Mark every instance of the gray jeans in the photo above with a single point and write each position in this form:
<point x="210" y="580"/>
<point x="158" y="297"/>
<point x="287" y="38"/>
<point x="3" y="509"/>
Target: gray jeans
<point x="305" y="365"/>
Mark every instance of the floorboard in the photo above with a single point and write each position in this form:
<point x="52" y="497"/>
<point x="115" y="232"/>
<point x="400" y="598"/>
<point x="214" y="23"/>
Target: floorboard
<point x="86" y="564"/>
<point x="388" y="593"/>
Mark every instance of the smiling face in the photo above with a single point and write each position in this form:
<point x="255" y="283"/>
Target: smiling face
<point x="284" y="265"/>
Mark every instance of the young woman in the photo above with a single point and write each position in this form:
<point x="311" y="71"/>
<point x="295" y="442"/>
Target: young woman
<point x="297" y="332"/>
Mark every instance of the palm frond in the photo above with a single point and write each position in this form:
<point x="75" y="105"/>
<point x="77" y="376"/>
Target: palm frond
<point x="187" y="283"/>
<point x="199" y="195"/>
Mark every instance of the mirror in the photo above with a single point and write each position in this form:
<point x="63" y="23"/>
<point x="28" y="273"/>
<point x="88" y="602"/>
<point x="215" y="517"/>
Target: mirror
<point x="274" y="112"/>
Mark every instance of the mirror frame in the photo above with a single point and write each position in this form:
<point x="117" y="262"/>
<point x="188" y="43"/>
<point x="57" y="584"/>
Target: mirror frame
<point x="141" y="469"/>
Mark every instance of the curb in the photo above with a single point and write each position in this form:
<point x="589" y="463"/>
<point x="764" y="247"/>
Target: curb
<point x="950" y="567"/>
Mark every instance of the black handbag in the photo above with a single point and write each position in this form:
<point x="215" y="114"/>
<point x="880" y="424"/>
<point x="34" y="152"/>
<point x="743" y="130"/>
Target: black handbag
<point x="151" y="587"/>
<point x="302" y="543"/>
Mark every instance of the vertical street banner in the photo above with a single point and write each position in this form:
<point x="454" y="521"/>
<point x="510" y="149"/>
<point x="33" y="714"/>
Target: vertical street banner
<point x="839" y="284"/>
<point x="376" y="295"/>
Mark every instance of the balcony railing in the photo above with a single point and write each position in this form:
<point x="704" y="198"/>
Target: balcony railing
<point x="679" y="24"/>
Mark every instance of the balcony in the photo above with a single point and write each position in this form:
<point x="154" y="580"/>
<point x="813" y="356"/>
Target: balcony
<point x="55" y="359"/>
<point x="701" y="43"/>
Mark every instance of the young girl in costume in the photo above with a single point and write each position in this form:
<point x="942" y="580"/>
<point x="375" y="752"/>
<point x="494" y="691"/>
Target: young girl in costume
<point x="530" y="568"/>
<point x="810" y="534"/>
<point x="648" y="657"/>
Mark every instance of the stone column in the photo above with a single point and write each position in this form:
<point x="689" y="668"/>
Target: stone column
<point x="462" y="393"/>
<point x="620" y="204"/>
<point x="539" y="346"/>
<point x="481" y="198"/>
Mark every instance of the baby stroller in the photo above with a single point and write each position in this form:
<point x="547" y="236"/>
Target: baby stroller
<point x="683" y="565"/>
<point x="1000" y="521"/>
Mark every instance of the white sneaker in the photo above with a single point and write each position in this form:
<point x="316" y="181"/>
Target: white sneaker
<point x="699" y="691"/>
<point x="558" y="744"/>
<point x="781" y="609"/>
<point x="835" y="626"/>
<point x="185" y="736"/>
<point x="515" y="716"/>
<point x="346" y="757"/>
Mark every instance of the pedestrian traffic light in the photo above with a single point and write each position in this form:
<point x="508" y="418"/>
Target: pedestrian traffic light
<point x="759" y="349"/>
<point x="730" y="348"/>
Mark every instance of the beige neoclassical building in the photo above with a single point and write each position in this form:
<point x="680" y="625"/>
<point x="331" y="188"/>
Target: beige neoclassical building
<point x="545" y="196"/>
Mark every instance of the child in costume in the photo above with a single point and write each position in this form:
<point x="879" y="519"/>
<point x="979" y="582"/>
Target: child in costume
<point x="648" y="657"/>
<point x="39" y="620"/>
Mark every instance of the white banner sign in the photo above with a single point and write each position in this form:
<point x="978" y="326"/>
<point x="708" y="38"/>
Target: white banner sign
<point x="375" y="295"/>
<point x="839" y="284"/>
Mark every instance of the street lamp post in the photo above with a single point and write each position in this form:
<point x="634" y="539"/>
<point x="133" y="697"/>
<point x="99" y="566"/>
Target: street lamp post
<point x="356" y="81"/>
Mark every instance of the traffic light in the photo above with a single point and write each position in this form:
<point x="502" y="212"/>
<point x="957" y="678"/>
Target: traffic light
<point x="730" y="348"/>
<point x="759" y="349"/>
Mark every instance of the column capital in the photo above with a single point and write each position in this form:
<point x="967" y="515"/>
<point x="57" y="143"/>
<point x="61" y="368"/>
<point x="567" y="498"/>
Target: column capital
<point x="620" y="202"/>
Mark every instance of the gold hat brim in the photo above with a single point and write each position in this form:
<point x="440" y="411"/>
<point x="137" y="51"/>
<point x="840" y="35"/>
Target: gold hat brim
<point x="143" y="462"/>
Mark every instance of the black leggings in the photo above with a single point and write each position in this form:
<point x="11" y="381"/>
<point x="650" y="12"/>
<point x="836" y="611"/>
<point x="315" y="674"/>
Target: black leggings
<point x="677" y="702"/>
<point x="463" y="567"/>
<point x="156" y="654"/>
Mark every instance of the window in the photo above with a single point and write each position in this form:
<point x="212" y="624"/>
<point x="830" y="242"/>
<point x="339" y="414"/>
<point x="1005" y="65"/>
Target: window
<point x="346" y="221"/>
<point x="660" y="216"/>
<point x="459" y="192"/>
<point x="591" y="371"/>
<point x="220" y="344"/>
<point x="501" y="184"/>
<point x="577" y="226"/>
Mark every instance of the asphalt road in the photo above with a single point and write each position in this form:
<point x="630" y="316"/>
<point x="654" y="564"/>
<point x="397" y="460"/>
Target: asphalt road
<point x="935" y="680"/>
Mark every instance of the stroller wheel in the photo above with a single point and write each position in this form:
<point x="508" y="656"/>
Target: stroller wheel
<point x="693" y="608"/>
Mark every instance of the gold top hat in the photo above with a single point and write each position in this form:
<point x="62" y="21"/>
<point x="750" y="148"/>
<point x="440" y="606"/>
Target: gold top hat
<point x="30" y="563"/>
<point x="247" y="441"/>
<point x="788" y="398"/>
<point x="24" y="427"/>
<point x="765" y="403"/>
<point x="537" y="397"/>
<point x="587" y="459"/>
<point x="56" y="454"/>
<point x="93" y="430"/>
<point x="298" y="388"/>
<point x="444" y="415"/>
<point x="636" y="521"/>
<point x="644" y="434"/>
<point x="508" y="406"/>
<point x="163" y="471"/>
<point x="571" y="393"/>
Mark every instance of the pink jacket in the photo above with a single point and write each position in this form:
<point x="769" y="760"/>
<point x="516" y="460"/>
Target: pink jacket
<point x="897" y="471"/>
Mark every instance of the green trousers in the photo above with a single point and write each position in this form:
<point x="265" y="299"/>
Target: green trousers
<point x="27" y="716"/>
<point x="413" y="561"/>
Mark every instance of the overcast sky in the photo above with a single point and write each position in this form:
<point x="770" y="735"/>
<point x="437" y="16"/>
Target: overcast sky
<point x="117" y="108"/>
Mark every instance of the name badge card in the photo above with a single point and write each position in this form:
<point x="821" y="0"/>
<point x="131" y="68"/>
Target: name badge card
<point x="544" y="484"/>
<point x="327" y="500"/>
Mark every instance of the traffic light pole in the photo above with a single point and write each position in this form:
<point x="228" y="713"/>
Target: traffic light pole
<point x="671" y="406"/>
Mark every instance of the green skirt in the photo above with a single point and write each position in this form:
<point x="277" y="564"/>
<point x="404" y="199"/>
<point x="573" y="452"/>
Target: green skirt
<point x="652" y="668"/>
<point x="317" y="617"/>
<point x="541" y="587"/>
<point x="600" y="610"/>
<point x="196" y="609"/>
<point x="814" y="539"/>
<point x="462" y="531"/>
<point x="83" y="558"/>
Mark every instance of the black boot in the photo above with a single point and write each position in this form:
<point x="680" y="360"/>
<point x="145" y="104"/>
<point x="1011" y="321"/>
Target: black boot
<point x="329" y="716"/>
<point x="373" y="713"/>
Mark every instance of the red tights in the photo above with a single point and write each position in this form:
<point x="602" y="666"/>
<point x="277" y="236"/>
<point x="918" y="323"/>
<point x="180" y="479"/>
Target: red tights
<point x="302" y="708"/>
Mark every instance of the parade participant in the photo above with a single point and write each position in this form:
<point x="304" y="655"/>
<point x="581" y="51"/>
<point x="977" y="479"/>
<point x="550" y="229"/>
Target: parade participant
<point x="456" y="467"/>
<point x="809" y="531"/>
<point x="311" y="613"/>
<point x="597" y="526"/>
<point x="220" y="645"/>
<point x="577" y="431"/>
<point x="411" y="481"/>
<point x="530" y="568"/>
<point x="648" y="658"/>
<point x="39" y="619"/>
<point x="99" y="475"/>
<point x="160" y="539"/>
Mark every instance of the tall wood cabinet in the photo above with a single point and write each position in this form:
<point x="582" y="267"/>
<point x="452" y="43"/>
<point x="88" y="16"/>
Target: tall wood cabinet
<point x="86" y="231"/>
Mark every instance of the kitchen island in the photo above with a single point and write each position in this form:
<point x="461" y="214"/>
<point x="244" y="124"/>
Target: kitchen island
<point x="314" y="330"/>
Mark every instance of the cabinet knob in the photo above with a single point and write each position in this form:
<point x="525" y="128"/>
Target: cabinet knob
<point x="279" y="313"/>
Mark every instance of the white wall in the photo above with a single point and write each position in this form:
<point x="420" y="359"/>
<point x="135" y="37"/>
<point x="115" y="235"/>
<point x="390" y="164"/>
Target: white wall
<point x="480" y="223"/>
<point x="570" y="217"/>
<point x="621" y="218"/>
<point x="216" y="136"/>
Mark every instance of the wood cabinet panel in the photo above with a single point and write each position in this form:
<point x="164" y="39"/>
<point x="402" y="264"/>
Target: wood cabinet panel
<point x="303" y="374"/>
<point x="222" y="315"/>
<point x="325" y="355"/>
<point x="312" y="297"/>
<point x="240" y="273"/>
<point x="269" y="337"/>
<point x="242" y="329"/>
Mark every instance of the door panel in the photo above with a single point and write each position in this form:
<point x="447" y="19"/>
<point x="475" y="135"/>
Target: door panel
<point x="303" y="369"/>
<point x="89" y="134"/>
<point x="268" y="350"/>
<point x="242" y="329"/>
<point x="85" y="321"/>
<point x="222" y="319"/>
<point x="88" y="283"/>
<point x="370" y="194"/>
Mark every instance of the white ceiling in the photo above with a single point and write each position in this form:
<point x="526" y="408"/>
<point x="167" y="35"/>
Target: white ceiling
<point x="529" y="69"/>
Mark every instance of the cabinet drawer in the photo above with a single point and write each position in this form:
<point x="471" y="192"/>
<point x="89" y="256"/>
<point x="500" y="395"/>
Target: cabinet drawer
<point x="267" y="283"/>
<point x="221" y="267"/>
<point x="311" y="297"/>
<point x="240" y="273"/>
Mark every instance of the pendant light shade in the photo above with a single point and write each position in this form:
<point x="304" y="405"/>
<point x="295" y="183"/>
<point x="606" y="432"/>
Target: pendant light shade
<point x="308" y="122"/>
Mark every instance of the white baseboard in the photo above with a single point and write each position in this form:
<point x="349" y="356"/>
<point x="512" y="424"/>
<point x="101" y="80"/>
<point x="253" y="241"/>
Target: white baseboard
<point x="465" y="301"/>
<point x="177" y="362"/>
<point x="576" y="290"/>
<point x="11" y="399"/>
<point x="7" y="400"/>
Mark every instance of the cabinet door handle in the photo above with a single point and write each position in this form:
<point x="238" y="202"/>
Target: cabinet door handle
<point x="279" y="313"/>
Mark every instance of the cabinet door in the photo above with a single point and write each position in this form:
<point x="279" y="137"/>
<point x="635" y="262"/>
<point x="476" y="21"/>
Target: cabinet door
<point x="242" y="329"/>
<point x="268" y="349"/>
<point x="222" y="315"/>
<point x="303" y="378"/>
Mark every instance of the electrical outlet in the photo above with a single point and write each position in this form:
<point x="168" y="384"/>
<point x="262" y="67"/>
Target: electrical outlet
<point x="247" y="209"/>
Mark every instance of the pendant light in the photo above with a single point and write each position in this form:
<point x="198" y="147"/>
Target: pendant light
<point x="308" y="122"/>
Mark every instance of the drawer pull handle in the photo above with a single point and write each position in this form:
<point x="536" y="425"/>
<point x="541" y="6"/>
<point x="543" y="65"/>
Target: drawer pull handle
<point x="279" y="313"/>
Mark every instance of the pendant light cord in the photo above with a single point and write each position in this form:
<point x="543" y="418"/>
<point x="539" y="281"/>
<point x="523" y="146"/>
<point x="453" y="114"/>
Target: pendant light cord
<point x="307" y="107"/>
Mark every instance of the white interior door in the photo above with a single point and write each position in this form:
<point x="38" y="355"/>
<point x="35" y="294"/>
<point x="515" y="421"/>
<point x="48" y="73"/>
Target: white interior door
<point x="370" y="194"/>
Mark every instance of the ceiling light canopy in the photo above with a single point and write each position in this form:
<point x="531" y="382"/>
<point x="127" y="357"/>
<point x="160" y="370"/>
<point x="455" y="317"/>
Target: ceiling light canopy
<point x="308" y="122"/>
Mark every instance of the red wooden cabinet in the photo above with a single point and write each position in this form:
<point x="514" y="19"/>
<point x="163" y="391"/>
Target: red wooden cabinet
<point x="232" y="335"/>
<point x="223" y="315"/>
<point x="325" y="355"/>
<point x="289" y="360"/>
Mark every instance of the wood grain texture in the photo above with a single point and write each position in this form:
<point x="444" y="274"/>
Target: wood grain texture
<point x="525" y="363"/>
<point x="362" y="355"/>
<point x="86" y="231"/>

☆ ☆ ☆

*Task brief:* Return, word for word, every line from the line with "Mark every instance of the red wooden" to the final line of the data.

*Finished answer:*
Mark every instance of the red wooden cabinet in the photo above with a single point and write each position in this form:
<point x="514" y="19"/>
<point x="163" y="391"/>
Target: red wooden cabinet
<point x="232" y="335"/>
<point x="223" y="315"/>
<point x="325" y="355"/>
<point x="289" y="360"/>
Mark every instance of the wood grain texture in the photo above with a single point and write each position in this form:
<point x="444" y="274"/>
Target: wood grain texture
<point x="525" y="363"/>
<point x="362" y="355"/>
<point x="86" y="231"/>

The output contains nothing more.